Required work: Retype each entry below, keeping every character the same.

══ Material to process ══

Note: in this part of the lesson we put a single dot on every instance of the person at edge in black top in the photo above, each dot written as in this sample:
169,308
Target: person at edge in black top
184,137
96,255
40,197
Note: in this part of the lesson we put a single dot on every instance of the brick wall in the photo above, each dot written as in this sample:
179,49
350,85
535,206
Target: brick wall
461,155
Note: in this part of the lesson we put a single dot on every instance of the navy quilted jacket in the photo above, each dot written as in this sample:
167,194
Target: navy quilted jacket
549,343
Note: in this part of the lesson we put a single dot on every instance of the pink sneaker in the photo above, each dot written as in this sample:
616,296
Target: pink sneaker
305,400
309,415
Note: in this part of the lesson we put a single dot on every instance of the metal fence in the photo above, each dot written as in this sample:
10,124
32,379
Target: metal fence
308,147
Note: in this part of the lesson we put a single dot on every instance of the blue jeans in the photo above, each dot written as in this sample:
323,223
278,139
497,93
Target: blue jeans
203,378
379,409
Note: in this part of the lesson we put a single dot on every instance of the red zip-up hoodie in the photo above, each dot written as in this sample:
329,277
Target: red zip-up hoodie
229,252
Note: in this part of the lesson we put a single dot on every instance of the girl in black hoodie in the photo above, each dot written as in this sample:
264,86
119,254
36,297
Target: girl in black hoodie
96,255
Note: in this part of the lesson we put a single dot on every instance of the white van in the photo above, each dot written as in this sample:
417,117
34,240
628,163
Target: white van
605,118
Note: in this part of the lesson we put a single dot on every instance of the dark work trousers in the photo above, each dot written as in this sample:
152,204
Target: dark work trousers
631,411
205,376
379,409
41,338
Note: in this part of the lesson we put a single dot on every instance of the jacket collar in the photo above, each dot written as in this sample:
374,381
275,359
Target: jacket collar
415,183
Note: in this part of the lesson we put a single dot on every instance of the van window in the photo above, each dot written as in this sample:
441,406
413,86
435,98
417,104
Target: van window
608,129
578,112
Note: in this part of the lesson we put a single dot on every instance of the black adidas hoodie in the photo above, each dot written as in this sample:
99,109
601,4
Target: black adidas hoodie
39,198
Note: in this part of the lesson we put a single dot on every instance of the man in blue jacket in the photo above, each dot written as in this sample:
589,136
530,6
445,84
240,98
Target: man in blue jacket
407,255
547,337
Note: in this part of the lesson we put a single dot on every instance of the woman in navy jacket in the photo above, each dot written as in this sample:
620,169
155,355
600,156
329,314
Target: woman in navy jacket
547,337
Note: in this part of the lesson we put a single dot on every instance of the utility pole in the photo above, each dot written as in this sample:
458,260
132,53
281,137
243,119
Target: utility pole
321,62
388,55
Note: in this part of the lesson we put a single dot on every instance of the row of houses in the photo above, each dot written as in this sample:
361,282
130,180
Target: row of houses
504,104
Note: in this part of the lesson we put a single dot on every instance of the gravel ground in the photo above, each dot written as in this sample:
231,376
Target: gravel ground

═══

Response to this exercise:
Note: in this part of the lesson we put a single dot on every instance of the person at edge in black top in the photo above, each dot written as in this sample:
169,308
Target: person at edge in black top
184,137
96,255
40,197
Note: in this part of the lesson we put a single dot on every instance of the brick wall in the photo above, each dot written as in this sample:
179,49
350,85
535,206
Target: brick wall
461,155
Note: in this part of the lesson we put a single dot on every instance of the navy quilted jacket in the photo above, each dot written as in this sample:
167,194
Target: navy quilted jacket
549,343
Note: in this part of the lesson we put a single dot on every instance of the pink sneaker in the photo above, each dot written as in this sample:
616,296
Target: pink sneaker
305,400
309,415
Note: in this part of the lesson we put a single dot on every instance of the metal fence in the photo above, each dot written as in this sample:
10,124
32,379
Target: metal fence
308,147
Note: in this part of the lesson we put a single dot on every instance of the blue jeans in the photo above, each dot written as in this sample:
323,223
278,139
497,93
Target: blue jeans
203,378
379,409
Note: in this part of the lesson we put a single dot on every instance of the red zip-up hoodie in the photo above, each dot written as in this sample:
329,277
Target: red zip-up hoodie
229,252
Note: in this part of the lesson we put a single dot on every instance of the girl in black hoodie in the photo above, each dot written as in this sample:
264,86
119,254
36,297
Target: girl in black hoodie
96,255
Note: in this part of the lesson we put a single dot on every instance of the white van in the photo above, each dot written as in this sample:
417,117
34,240
628,163
Target: white van
605,118
Note: in this part of the lesson we put a single dot on every instance of the dark work trousers in the photo above, each dot written as in this sample:
152,204
Target: dark work trousers
631,411
205,376
379,409
41,338
Note: in this part of the lesson we put a single dot on every instance of the jacket collar in the photo above, each dot written as in this sample:
374,381
275,359
Target: jacket collar
415,183
Note: in this part of the lesson we put a single dot on every instance of the van window in the photo above, each dot written as in this sample:
441,406
413,86
435,98
417,104
Target: van window
608,129
578,112
Note: in this part of the lesson we put a single dot on every instance of the black adidas hoodie in the photo above, each dot written as in this sample:
99,109
601,4
Target: black adidas hoodie
39,198
Note: in this part of the lesson we put a single dot on every instance of the man in blue jacket in the photo above, each dot written as in this sample:
589,136
530,6
445,84
240,98
Target: man in blue jacket
407,255
547,337
Note: in this part of the lesson we put a single dot on every instance of the woman in navy jacket in the photo above, each dot written as in this sample:
620,169
155,355
600,156
329,314
Target: woman in navy jacket
547,337
Note: in this part of the lesson we put a single dot on every instance of the utility pole in the photo above, each dot written as in this sample:
458,260
132,53
281,137
243,119
Target: utility pole
321,62
388,55
Note: in this part of the lesson we put a single dot on every instance of the row of houses in the photo above, each dot written as in this sample:
361,282
130,180
Target: row of houses
504,104
Note: in this part of the lesson we put a single dot on every instance of the gravel ground in the photo above, each dot written as in this sample:
231,376
Target: gravel ground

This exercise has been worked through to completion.